# Set problem
Render every line of the entries below as a numbered list, leaving out blank lines and the pictures.

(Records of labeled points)

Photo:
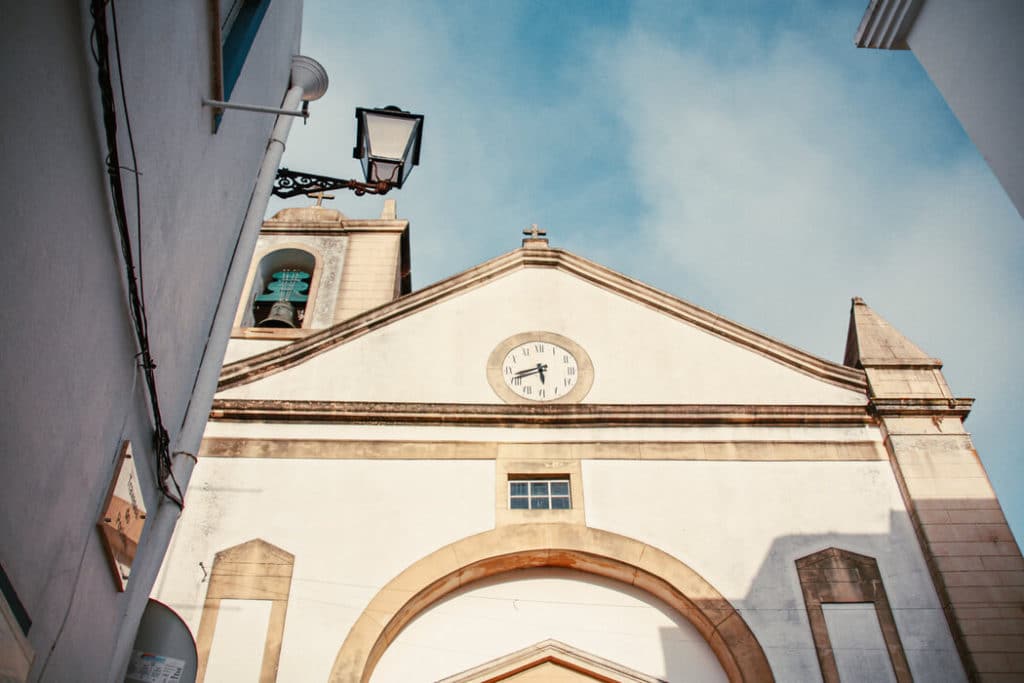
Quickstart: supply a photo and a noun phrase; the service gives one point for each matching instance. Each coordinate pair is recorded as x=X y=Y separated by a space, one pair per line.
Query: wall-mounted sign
x=123 y=517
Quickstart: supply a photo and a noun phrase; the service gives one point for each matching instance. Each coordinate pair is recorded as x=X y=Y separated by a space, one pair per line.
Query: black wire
x=134 y=160
x=100 y=51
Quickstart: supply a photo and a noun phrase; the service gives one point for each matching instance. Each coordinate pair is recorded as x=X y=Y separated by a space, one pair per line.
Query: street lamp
x=387 y=144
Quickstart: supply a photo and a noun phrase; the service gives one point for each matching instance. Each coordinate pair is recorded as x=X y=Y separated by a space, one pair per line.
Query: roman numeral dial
x=540 y=367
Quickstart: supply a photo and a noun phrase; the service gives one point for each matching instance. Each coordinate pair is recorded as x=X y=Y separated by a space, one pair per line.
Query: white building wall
x=354 y=524
x=742 y=526
x=496 y=616
x=420 y=358
x=70 y=355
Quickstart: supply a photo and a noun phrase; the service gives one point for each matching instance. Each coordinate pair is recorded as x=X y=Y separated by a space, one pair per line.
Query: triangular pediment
x=256 y=551
x=647 y=346
x=551 y=660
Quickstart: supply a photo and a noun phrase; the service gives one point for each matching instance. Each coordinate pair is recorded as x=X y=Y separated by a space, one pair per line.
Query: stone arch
x=568 y=546
x=292 y=254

# Task solution
1. Photo:
2. Quickstart: supply a photo and a noun phrase; the service gives one point for each matching instance. Each coordinate pair is recorded as x=X y=Y separated by a space, one pair per line.
3. Query: wall-mounted sign
4. x=123 y=517
5. Quickstart: supply a photo and a noun phrase; the service gives one point for each matching instance. Each coordinate pair is recorded as x=X y=Y separated by a space, one pair per line.
6. Query: black wire
7. x=134 y=160
8. x=100 y=51
9. Quickstart: supply a photo and a noun phrase; the service gives one point for each matching instance. Each coordinate pair is recorded as x=X y=Y separated by a space, one pair per line.
10. Query: street lamp
11. x=387 y=144
12. Quickstart: supply a photo and a noun phrase; the service gives one point for each matching instance. Each coordinate pair is recorded as x=X y=Y separated by a space, one pair per line.
13. Query: roman numeral dial
14. x=540 y=367
15. Quickstart: supply a photo and a noun phrase; the service gives one point for each matching instance. Each coordinate pair is recorded as x=X y=Y separated by a space, one pair per line.
16. Query: white building wall
17. x=354 y=524
18. x=742 y=526
19. x=496 y=616
20. x=420 y=358
21. x=70 y=355
22. Quickstart: supply a photo and a noun phrase; the service gives one point for each matching instance. Each coordinate pair is recorded as x=X y=Y separated by a space, one pair per line.
23. Query: triangular pediment
24. x=256 y=551
25. x=647 y=346
26. x=551 y=660
27. Quickstart: supply a photo and a noun phrase; the service gives one point for each matching instance. Each coordinate pair is recorded as x=X y=Y separated by a space, one pair per line.
28. Query: stone arch
29. x=568 y=546
30. x=292 y=254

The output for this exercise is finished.